# Help!! '82 310GX Timing/Crank prob's



## KCook (Aug 16, 2006)

My daughter is sportin' an '82 310GX with the (E15?) motor. It died at an intersection, hauled it home. I pulled the dist. cap and hit the ignition and it doesn't spin. I've started pulling the timing cover (bottom left screw won't come out). The belt is still good. It looks like the key in the crankshaft belt pulley has sheared. I can't get the pulley off...is the bolt reverse thread or regular? How do I keep the motor from turning while turning the bolt? Is there a trick to it?

I thank you in advance for your help...the sooner her car runs the sooner I get mine back 

Thank you,

Ken


----------



## Lazarus_023 (Jun 3, 2003)

wow, man... shoulda tried the E/CA engine forum...

the bolt is standard thread.

to keep the engine from spinning (manual transmission, right?) put the car in high gear and have someone step on the brakes whilst you loosen it.

sheared the crank key? sounds very unlikely... you're certain everything else is spinning? the crankshaft pulley? you've got good timing belt tension? you're positive the belt isn't *stripped* on the crank side (pretty common)? (that'll show good tension, but the belt won't turn). you'll have to get the balancer off in any case. follow the above instructions. with both the upper and lower covers off, check for evidence of belt failure again... you'll most likely find the teeth stripped off on the crank end of the belt. 

if that's not the case, feel free to check the lower cog and key... BUT:
BE VERY CAREFUL if you attempt to remove the lower timing cog. the early e-series engines had ALUMINUM cogs that are VERY easy to damage. make sure you can get a replacement before attempting to remove an aluminum cog.

if the engine is turning, and the cam is not, it is very likely that you have also damaged your valvetrain (most likely bent valves and POSSIBLY, but not all that likely, damaged your pistons (cracked upper ring lands)). you may have to check that also.


----------

§ What is expected:
According to the forum thread, what kind of thread does the crankshaft pulley bolt have? Rely solely on the forum thread when answering.

Shape annotation entries:

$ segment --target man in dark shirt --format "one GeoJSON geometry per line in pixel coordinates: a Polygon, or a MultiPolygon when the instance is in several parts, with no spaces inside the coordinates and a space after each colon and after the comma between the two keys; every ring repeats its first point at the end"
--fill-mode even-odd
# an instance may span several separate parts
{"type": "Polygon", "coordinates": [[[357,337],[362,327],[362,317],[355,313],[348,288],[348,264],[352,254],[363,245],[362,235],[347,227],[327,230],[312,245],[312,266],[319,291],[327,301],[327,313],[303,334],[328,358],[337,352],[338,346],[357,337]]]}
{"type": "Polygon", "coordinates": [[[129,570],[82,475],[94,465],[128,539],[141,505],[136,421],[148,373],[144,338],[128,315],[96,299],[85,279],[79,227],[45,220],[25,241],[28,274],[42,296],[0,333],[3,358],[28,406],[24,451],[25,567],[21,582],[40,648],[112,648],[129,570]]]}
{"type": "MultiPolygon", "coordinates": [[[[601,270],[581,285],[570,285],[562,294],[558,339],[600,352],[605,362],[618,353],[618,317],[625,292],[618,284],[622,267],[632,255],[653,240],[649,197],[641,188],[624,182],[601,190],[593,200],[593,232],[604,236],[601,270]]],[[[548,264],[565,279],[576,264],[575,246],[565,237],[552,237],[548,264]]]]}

§ Answer to this problem:
It has a standard thread.